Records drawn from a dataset

___

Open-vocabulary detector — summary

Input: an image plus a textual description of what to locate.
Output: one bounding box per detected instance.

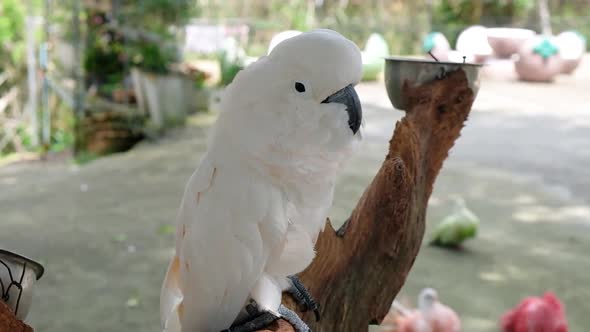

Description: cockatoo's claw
[221,306,279,332]
[278,304,312,332]
[287,275,321,321]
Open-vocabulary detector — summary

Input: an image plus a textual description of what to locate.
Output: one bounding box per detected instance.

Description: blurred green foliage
[117,0,197,36]
[84,11,127,98]
[549,1,590,41]
[0,0,26,82]
[0,0,28,157]
[128,41,177,74]
[432,0,535,46]
[0,0,24,39]
[218,54,243,87]
[197,0,589,56]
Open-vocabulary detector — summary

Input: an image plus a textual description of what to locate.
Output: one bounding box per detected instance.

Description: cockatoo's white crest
[267,29,362,102]
[267,30,302,54]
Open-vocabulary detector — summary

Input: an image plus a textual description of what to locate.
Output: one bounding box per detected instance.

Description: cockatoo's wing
[264,223,316,278]
[160,156,289,332]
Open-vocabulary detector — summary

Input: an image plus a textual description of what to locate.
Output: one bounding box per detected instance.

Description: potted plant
[116,0,196,131]
[129,40,194,130]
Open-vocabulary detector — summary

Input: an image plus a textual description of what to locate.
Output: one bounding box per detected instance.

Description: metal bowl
[384,57,482,111]
[0,249,44,320]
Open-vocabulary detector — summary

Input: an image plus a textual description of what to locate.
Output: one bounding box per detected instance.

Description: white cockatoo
[160,29,363,332]
[267,30,303,54]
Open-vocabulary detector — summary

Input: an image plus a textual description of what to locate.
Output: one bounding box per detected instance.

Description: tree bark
[256,69,477,331]
[0,301,34,332]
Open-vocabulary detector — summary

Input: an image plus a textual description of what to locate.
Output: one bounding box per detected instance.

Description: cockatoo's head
[213,29,363,176]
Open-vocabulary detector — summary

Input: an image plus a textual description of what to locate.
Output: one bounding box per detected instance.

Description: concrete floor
[1,59,589,331]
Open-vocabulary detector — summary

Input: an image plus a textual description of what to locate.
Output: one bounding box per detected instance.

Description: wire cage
[0,249,44,320]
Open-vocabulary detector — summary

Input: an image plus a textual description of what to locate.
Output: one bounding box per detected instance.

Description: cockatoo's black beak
[322,84,362,134]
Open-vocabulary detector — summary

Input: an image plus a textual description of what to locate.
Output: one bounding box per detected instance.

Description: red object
[501,292,568,332]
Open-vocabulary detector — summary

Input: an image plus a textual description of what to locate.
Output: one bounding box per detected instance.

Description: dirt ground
[1,57,589,331]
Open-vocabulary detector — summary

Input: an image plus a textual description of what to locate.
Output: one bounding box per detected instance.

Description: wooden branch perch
[0,301,33,332]
[257,70,476,331]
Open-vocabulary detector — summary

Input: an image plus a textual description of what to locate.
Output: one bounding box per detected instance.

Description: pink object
[487,28,536,58]
[381,309,431,332]
[456,25,493,63]
[560,57,583,75]
[514,36,563,82]
[381,289,461,332]
[554,31,586,74]
[396,311,432,332]
[501,292,568,332]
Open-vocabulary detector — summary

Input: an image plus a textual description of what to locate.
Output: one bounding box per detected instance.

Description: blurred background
[0,0,589,331]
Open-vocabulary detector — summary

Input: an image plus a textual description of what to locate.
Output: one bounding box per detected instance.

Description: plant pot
[190,88,212,113]
[514,37,563,82]
[455,26,493,63]
[554,31,586,74]
[131,68,190,130]
[131,68,147,115]
[560,58,583,75]
[487,28,536,58]
[422,32,451,62]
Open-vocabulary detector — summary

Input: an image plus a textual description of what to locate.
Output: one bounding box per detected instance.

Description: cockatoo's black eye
[295,82,306,93]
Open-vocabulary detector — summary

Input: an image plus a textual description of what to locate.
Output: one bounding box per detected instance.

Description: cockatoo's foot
[221,303,279,332]
[221,303,311,332]
[287,275,320,321]
[278,304,312,332]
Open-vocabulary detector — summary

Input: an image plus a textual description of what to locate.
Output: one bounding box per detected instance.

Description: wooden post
[25,0,39,148]
[255,69,477,331]
[538,0,552,36]
[40,0,51,149]
[72,0,86,155]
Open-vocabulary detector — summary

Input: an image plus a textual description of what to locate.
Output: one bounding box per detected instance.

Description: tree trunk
[256,69,477,331]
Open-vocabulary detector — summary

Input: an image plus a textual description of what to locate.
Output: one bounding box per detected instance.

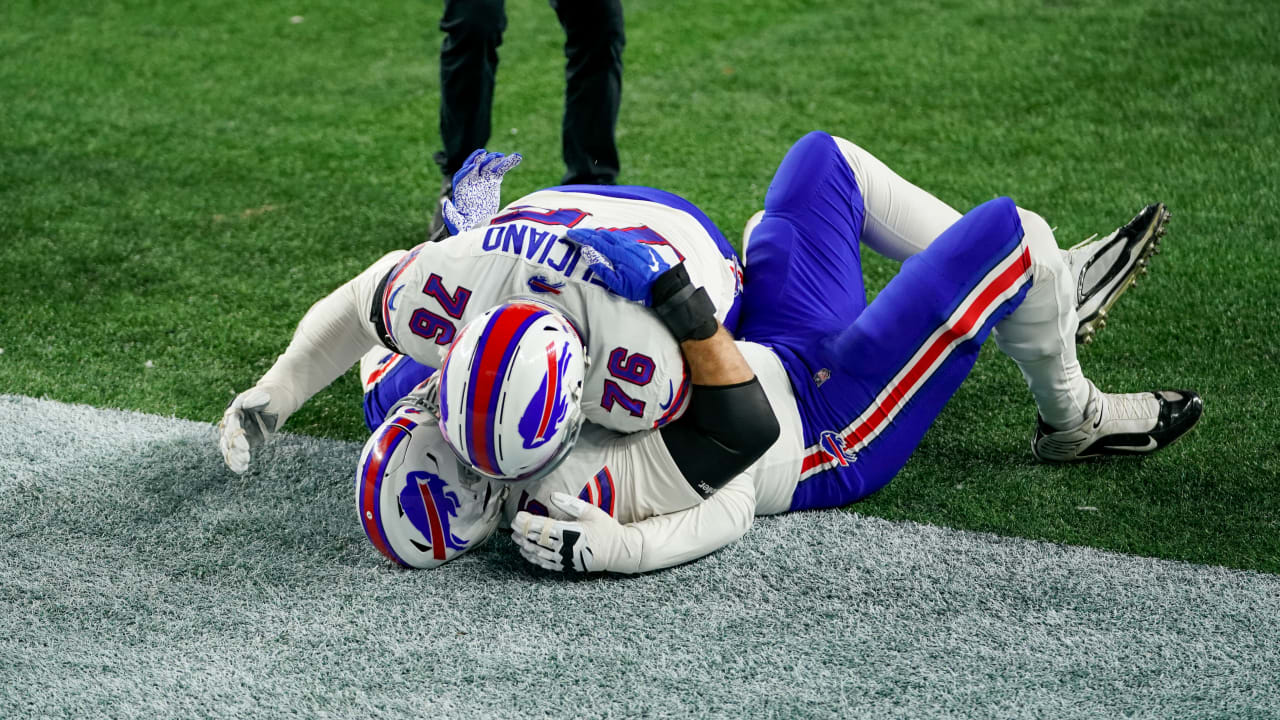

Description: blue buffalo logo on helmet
[518,339,574,449]
[399,469,471,556]
[437,300,587,483]
[819,430,857,466]
[356,405,505,570]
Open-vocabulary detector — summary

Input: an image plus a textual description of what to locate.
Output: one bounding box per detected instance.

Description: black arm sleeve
[368,267,402,355]
[659,377,781,498]
[650,263,718,342]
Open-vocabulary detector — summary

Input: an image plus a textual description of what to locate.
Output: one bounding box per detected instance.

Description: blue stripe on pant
[737,131,1032,511]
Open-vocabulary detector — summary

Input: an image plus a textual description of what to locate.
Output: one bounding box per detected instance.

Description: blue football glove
[564,228,672,305]
[441,149,523,235]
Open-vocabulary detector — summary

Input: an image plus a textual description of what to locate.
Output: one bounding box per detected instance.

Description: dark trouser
[435,0,624,185]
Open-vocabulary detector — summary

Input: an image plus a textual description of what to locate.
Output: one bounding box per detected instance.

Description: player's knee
[960,196,1026,263]
[1016,206,1070,277]
[796,129,836,148]
[974,196,1021,233]
[764,131,843,210]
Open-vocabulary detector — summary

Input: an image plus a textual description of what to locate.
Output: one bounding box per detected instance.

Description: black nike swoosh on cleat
[1084,432,1160,456]
[1100,438,1157,452]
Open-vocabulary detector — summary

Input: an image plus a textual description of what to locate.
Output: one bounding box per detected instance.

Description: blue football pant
[737,131,1034,510]
[827,135,1091,430]
[360,351,436,432]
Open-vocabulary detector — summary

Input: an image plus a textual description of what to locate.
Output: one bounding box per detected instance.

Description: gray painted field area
[2,395,1275,719]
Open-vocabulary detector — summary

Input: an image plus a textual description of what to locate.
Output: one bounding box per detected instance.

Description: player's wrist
[247,380,299,430]
[650,264,718,342]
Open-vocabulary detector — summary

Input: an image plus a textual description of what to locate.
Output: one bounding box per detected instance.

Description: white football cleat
[1067,203,1169,345]
[1032,382,1203,462]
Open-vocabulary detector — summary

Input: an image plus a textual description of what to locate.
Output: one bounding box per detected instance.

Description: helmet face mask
[356,404,507,569]
[437,301,588,483]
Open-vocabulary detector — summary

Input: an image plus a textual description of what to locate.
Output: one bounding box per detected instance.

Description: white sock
[992,209,1093,429]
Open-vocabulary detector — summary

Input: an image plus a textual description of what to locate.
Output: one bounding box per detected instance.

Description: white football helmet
[437,300,587,482]
[355,391,507,569]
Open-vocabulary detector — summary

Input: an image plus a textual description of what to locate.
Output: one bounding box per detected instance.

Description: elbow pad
[660,377,781,498]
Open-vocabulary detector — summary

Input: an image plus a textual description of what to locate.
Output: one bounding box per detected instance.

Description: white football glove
[217,387,281,474]
[511,492,640,574]
[441,149,523,235]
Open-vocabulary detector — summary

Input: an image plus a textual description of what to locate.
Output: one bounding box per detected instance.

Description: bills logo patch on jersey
[527,275,565,294]
[819,430,857,466]
[400,470,471,560]
[518,340,573,449]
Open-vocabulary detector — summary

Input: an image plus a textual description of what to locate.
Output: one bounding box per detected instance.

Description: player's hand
[442,148,523,235]
[217,387,281,474]
[512,492,631,573]
[564,228,672,305]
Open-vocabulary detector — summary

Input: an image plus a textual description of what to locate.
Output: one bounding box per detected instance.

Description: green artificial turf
[3,0,1278,571]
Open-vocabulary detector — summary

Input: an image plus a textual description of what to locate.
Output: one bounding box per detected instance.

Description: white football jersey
[376,189,741,435]
[504,341,806,560]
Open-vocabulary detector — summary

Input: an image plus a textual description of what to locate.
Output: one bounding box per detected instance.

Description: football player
[356,131,1201,573]
[220,149,779,498]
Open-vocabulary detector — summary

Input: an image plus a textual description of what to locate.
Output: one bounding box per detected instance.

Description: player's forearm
[255,252,401,425]
[618,475,756,573]
[679,325,753,386]
[655,272,780,498]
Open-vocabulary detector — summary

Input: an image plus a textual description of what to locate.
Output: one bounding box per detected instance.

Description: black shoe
[1032,383,1203,462]
[427,177,451,242]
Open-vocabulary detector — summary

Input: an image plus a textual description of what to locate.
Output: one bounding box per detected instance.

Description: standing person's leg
[437,0,506,176]
[431,0,507,238]
[549,0,624,185]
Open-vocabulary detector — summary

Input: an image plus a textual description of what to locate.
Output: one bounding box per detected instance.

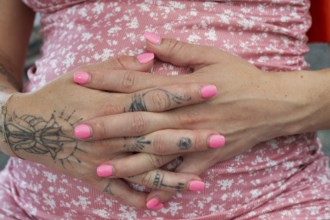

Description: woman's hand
[3,54,221,208]
[85,36,317,208]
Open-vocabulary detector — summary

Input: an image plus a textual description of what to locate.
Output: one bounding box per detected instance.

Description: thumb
[144,32,224,70]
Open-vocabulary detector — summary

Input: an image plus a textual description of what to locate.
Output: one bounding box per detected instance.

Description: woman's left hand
[79,36,312,208]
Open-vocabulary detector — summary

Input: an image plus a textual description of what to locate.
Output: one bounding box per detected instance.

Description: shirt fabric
[0,0,329,219]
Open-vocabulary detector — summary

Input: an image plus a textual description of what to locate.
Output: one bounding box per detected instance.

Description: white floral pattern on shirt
[0,0,329,219]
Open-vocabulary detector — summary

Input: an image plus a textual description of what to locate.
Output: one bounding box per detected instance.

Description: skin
[80,38,330,205]
[0,0,221,208]
[1,0,330,211]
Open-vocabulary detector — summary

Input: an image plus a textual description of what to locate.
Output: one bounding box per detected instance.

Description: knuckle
[166,39,185,58]
[192,131,204,151]
[93,120,107,139]
[140,173,153,187]
[99,102,123,115]
[176,111,200,127]
[89,68,106,87]
[121,71,136,90]
[107,57,126,70]
[149,90,170,111]
[130,113,147,134]
[152,135,167,155]
[147,154,165,169]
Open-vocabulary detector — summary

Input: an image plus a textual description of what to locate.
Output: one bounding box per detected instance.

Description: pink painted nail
[146,198,161,210]
[74,124,91,139]
[144,32,161,44]
[153,203,164,210]
[208,135,226,148]
[201,85,217,99]
[97,164,113,177]
[73,71,90,85]
[189,180,205,191]
[137,53,155,64]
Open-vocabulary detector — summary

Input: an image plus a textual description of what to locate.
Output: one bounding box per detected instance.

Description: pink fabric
[0,0,329,219]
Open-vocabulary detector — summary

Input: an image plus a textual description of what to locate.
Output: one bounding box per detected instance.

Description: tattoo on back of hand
[4,110,84,167]
[126,89,192,112]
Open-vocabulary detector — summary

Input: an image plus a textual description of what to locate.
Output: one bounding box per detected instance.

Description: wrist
[0,92,20,157]
[271,69,330,136]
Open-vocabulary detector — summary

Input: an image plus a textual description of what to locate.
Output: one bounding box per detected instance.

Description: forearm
[0,0,35,156]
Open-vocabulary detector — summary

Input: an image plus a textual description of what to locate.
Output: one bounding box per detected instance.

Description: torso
[3,0,329,219]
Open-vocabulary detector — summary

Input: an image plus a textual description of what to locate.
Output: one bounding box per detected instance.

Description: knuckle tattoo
[127,93,147,112]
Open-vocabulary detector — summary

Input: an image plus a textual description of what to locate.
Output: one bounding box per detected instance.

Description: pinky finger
[100,179,147,208]
[126,169,205,193]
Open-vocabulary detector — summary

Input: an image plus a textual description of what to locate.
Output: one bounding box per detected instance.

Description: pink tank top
[3,0,328,219]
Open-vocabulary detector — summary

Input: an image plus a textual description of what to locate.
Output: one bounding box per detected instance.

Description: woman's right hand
[2,54,221,208]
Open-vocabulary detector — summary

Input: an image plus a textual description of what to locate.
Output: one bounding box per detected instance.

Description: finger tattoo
[123,136,151,152]
[153,171,185,191]
[177,137,192,150]
[126,89,192,112]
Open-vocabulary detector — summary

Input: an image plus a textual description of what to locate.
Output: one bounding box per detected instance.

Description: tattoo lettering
[4,110,84,166]
[177,137,192,150]
[126,89,191,112]
[153,171,185,191]
[123,136,151,152]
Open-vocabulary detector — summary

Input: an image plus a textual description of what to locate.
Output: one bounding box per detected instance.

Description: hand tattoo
[177,137,192,150]
[4,110,84,167]
[123,136,151,152]
[153,171,185,191]
[126,88,192,112]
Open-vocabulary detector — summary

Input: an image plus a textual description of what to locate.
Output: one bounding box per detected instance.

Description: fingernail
[201,85,217,99]
[146,198,162,210]
[73,71,90,84]
[189,180,205,191]
[74,124,92,139]
[97,164,113,177]
[144,32,161,44]
[153,203,164,210]
[137,53,155,64]
[208,135,226,148]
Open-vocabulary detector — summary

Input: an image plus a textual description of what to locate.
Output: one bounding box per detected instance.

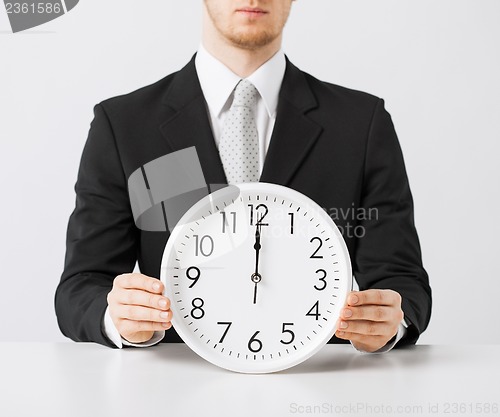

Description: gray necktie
[219,79,259,184]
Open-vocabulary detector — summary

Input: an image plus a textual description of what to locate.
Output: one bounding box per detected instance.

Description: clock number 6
[280,323,295,345]
[190,298,205,320]
[248,331,263,353]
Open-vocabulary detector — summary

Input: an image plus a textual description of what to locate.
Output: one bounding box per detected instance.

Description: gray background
[0,0,499,344]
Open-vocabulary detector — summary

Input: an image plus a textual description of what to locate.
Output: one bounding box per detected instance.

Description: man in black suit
[55,0,431,352]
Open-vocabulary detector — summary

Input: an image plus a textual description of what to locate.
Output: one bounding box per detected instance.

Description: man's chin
[227,30,279,50]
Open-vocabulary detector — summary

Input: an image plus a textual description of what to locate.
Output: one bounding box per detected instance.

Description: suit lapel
[159,55,228,188]
[159,55,322,189]
[260,58,322,186]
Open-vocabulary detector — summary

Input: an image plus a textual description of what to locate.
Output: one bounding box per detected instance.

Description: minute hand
[251,221,262,304]
[254,223,261,274]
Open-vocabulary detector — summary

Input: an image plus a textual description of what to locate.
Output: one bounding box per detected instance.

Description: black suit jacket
[55,55,431,348]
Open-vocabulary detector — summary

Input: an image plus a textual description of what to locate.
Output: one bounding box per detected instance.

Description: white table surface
[0,343,498,417]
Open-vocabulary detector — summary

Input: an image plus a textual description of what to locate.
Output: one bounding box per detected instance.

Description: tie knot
[232,79,258,108]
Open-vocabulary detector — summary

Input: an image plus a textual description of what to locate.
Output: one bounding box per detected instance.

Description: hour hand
[254,222,261,265]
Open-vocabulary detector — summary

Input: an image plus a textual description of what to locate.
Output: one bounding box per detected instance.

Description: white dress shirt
[103,44,406,352]
[196,43,286,174]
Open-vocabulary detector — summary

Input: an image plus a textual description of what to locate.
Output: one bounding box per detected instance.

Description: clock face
[160,183,352,373]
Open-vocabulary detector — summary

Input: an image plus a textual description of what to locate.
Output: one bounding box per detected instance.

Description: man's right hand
[107,273,172,344]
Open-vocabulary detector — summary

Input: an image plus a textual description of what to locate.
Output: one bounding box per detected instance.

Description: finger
[117,305,172,323]
[115,273,164,294]
[347,289,401,307]
[118,319,172,335]
[335,330,387,349]
[116,289,170,311]
[336,319,387,336]
[341,305,399,322]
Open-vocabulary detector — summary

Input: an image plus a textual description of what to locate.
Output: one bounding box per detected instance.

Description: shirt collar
[195,43,286,118]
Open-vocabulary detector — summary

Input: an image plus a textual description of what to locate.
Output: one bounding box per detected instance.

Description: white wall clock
[160,183,352,373]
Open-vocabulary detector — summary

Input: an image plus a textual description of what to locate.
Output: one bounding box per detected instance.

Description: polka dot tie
[219,79,260,184]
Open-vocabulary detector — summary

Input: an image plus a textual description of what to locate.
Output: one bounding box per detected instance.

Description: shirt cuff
[102,306,165,348]
[351,320,407,354]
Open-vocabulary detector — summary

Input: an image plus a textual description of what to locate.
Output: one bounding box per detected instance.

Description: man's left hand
[335,289,404,352]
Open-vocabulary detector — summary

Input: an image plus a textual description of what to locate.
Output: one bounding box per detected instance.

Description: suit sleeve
[55,103,139,347]
[354,99,432,346]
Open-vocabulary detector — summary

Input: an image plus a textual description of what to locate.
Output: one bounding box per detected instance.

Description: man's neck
[202,33,282,79]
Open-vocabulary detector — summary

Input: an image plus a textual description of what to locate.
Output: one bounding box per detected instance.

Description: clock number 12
[248,204,269,226]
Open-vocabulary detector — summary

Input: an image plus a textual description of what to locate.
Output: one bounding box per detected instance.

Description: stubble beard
[205,2,289,51]
[222,26,280,50]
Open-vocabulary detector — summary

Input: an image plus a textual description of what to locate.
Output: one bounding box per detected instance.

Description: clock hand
[251,218,262,304]
[254,220,261,273]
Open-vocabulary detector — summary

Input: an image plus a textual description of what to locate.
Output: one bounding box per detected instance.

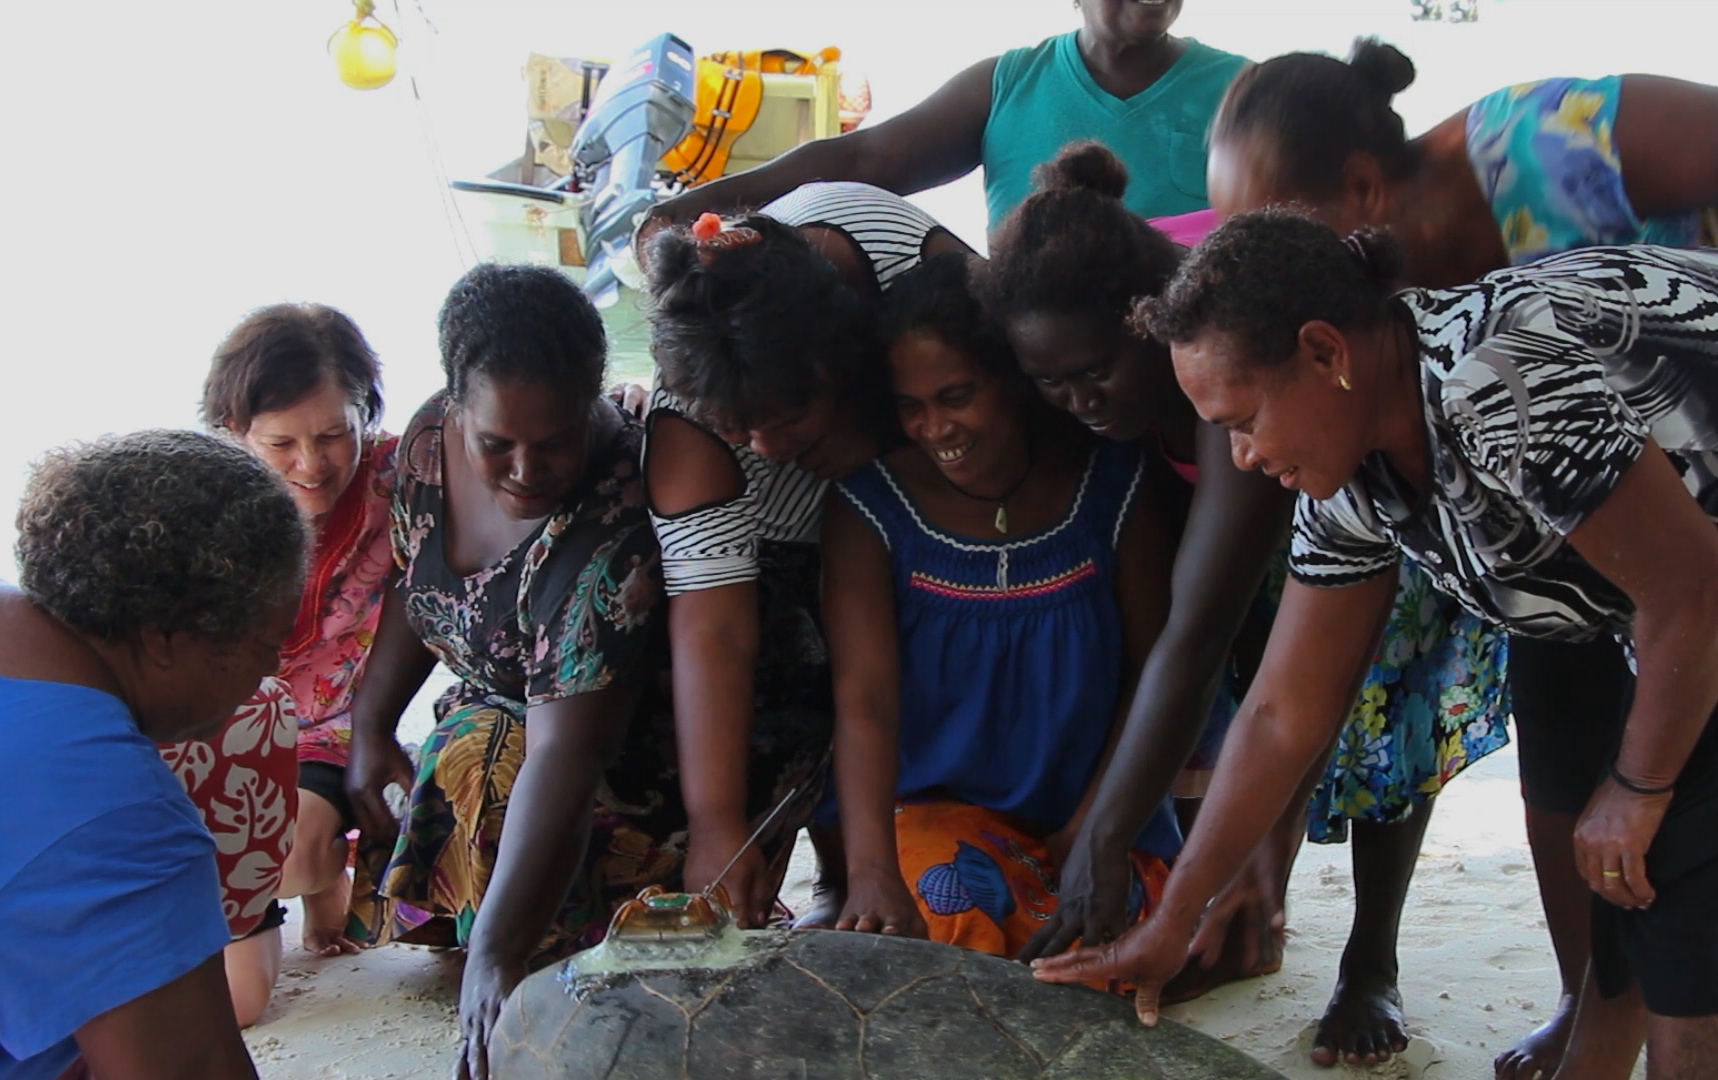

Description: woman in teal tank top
[1206,38,1718,1080]
[645,0,1247,234]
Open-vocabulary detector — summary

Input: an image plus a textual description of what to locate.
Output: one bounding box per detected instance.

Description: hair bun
[1346,38,1415,99]
[1343,227,1406,284]
[1034,140,1130,200]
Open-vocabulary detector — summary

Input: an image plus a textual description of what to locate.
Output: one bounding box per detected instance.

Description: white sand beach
[243,734,1644,1080]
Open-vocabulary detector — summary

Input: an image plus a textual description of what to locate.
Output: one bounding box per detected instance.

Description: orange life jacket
[661,47,841,187]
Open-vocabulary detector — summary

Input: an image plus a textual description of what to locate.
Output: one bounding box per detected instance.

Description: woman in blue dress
[818,253,1182,956]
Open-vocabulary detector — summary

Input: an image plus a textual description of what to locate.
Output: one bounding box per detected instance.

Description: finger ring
[1602,870,1623,879]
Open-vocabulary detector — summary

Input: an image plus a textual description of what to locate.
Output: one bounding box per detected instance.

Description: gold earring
[1338,375,1353,391]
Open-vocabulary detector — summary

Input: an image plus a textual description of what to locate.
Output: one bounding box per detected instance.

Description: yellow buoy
[329,0,397,90]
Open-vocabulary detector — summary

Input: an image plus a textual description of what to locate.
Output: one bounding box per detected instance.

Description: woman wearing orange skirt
[817,253,1180,959]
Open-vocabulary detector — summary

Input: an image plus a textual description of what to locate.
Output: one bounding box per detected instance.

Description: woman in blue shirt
[821,253,1182,953]
[0,430,305,1080]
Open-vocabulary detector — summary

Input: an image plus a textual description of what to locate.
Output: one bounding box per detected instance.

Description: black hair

___

▶ [WHAT IS REQUIRED]:
Go back to the data above and please quote exactly, and only, the lines from the line with "Description: woman in blue shirt" through its last line.

▶ [WRITTEN RESPONSE]:
Description: woman in blue shirt
[821,253,1182,953]
[0,430,305,1080]
Open-vocabulary detector — summary

Input: an image plus a textual description of what to locate.
Output: one bounding box per detected instance.

Description: black hair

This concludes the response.